## About this task
Once you have read the listing, retype all of it exactly.

## Data section
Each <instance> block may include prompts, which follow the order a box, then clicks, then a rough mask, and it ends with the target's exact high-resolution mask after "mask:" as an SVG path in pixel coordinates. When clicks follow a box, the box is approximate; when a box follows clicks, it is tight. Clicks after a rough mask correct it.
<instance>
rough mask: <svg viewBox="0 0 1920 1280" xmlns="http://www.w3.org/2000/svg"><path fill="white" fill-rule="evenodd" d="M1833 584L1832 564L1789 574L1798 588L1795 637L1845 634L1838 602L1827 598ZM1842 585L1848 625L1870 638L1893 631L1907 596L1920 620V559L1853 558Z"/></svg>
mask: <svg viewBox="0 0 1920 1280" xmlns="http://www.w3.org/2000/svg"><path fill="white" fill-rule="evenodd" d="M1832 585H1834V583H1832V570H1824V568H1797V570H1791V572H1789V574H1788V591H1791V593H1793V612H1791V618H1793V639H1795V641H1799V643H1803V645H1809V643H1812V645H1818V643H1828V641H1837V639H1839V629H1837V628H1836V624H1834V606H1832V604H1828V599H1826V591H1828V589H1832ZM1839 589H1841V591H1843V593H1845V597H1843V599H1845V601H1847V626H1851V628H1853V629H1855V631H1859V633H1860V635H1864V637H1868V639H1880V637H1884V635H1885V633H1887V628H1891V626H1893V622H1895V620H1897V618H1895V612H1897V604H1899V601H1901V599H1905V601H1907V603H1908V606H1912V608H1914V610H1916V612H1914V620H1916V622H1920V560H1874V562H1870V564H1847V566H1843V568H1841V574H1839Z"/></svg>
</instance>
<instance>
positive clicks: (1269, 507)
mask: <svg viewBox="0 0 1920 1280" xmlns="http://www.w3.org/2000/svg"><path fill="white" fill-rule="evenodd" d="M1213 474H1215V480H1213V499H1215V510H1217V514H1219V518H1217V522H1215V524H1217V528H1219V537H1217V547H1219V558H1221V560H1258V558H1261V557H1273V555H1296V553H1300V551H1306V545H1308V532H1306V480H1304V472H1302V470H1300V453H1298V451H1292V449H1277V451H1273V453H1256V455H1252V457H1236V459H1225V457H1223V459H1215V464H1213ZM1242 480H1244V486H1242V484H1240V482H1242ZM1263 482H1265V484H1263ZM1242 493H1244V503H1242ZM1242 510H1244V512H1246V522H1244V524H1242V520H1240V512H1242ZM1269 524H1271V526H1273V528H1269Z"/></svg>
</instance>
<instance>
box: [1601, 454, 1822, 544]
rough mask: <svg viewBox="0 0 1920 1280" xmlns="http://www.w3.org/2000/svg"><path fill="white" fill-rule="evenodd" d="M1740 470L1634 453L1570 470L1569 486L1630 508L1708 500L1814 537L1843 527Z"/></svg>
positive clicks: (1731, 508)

## Output for this exercise
Each <instance> block may include prompts, which follow the order a box, then clicks, then a rough mask, and it ends with the target's exact high-resolution mask after "mask:" as an SVG path in pixel coordinates. When clicks follow a box, the box is approximate; when a box follows clicks, it is tight. Clicks after a rough mask correct it.
<instance>
rough mask: <svg viewBox="0 0 1920 1280" xmlns="http://www.w3.org/2000/svg"><path fill="white" fill-rule="evenodd" d="M1833 584L1832 564L1789 574L1798 588L1795 637L1845 634L1838 602L1827 598ZM1842 585L1848 625L1870 638L1893 631L1907 596L1920 620V559L1853 558Z"/></svg>
mask: <svg viewBox="0 0 1920 1280" xmlns="http://www.w3.org/2000/svg"><path fill="white" fill-rule="evenodd" d="M1832 585H1834V583H1832V570H1824V568H1797V570H1791V572H1789V574H1788V591H1791V593H1793V612H1791V618H1793V639H1795V641H1799V643H1803V645H1809V643H1812V645H1818V643H1828V641H1837V639H1839V629H1837V628H1836V624H1834V606H1832V604H1828V599H1826V591H1828V589H1832ZM1839 589H1841V591H1843V593H1845V597H1843V599H1845V601H1847V626H1851V628H1853V629H1855V631H1859V633H1860V635H1864V637H1868V639H1880V637H1884V635H1885V633H1887V628H1891V626H1893V622H1895V620H1897V618H1895V612H1897V604H1899V601H1901V599H1905V601H1907V603H1908V606H1912V608H1914V610H1916V612H1914V620H1916V622H1920V560H1874V562H1870V564H1847V566H1843V568H1841V574H1839Z"/></svg>
</instance>
<instance>
positive clicks: (1269, 507)
mask: <svg viewBox="0 0 1920 1280" xmlns="http://www.w3.org/2000/svg"><path fill="white" fill-rule="evenodd" d="M1213 474H1215V480H1213V499H1215V510H1217V514H1219V518H1217V522H1215V524H1217V528H1219V537H1217V547H1219V558H1221V560H1258V558H1261V557H1273V555H1296V553H1300V551H1306V545H1308V532H1306V480H1304V472H1302V470H1300V453H1298V451H1292V449H1277V451H1273V453H1256V455H1252V457H1236V459H1225V457H1223V459H1215V464H1213ZM1242 480H1244V486H1242V484H1240V482H1242ZM1263 482H1265V484H1263ZM1242 493H1244V503H1242ZM1242 510H1244V512H1246V522H1244V524H1242V520H1240V512H1242ZM1269 524H1271V526H1273V528H1269Z"/></svg>
</instance>
<instance>
box: [1601, 454, 1822, 544]
rough mask: <svg viewBox="0 0 1920 1280" xmlns="http://www.w3.org/2000/svg"><path fill="white" fill-rule="evenodd" d="M1740 470L1634 453L1570 470L1569 486L1630 508L1708 500L1814 537L1843 527Z"/></svg>
positive clicks: (1731, 508)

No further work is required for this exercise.